[Segmentation labeling listing]
■ ■ ■ ■

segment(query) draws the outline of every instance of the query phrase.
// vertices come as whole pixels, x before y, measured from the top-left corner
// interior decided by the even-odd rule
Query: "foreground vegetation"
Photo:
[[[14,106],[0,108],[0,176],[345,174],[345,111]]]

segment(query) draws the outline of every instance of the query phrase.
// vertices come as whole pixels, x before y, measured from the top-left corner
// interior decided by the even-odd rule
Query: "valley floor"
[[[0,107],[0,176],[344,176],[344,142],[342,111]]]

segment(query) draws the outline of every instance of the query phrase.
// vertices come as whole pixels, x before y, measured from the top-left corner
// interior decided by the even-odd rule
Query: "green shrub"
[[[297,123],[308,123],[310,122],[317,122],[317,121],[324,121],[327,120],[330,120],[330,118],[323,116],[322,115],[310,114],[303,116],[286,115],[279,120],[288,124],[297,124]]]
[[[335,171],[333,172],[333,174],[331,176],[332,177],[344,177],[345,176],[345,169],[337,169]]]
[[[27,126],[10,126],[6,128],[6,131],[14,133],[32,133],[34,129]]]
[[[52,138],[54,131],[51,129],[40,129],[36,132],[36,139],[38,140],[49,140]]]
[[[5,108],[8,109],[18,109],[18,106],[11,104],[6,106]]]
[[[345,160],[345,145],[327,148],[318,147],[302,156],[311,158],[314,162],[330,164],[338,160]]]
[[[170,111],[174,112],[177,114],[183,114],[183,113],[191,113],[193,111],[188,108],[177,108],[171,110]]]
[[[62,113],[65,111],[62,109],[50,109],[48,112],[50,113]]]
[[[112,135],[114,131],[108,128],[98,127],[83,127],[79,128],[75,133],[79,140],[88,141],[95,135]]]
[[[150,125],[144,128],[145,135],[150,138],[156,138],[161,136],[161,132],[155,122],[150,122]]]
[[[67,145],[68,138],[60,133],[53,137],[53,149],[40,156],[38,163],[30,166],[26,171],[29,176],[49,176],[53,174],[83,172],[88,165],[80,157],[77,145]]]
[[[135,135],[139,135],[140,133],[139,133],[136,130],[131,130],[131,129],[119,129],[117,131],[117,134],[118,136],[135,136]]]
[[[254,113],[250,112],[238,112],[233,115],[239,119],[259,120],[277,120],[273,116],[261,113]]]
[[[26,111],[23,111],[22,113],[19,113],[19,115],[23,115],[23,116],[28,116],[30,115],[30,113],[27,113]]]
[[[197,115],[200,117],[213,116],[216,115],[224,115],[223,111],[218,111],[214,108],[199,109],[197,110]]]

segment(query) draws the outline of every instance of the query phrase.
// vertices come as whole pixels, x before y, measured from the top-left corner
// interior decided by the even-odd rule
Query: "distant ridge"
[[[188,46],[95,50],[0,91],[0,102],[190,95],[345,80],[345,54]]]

■ ■ ■ ■

Written task :: Pull every line of the listing above and copy each one character for character, keeping the original order.

Correct response ::
segment(query) draws the outline of every instance of the query phrase.
// vertices come as whole pixels, x before y, measured from the top-left corner
// interior decided by the even-odd rule
Query: "foreground vegetation"
Photo:
[[[14,106],[0,108],[0,176],[345,174],[345,111]]]

segment(query) draws the outline of every instance of the query phrase.
// vertices come as whole pixels, x before y, measured from the top-left corner
// interior decided by the even-odd rule
Query: "valley floor"
[[[0,107],[0,176],[344,176],[344,142],[342,111]]]

segment(query) draws the outline of every instance of the query phrase.
// vertices come as whole pixels, x before y, measured from the top-left corner
// interior decided by the even-odd rule
Query: "green shrub"
[[[297,123],[308,123],[310,122],[317,122],[317,121],[324,121],[327,120],[330,120],[330,118],[323,116],[322,115],[310,114],[303,116],[286,115],[279,120],[288,124],[297,124]]]
[[[335,171],[333,172],[333,174],[331,176],[332,177],[344,177],[345,176],[345,169],[337,169]]]
[[[27,126],[10,126],[6,128],[6,131],[14,133],[32,133],[34,129]]]
[[[52,138],[54,131],[51,129],[40,129],[36,132],[36,139],[38,140],[49,140]]]
[[[5,108],[8,109],[18,109],[18,106],[11,104],[6,106]]]
[[[345,160],[345,145],[327,148],[318,147],[302,156],[311,158],[314,162],[330,164],[338,160]]]
[[[170,111],[174,112],[177,114],[183,114],[183,113],[191,113],[193,111],[188,108],[177,108],[171,110]]]
[[[62,113],[65,111],[62,109],[50,109],[48,112],[50,113]]]
[[[112,135],[114,131],[108,128],[98,127],[83,127],[79,128],[75,133],[79,140],[88,141],[95,135]]]
[[[150,125],[144,128],[145,135],[150,138],[156,138],[161,136],[161,132],[155,122],[150,122]]]
[[[67,145],[68,138],[60,133],[53,137],[53,149],[40,156],[38,163],[30,166],[26,171],[29,176],[49,176],[53,174],[83,172],[88,165],[80,157],[77,145]]]
[[[135,135],[139,135],[140,133],[139,133],[136,130],[131,130],[131,129],[119,129],[117,131],[117,134],[118,136],[135,136]]]
[[[254,113],[250,112],[238,112],[233,115],[239,119],[259,120],[277,120],[273,116],[261,113]]]
[[[26,111],[23,111],[22,113],[19,113],[19,115],[23,115],[23,116],[28,116],[30,115],[30,113],[27,113]]]
[[[197,115],[200,117],[213,116],[216,115],[224,115],[223,111],[218,111],[214,108],[199,109],[197,110]]]

segment(query) draws the outline of every instance of the query phrase.
// vertices come as whole pixels, x before y, measured from the top-left corner
// interior decided by the even-odd rule
Query: "distant ridge"
[[[188,46],[95,50],[0,91],[0,102],[190,95],[345,80],[345,54]]]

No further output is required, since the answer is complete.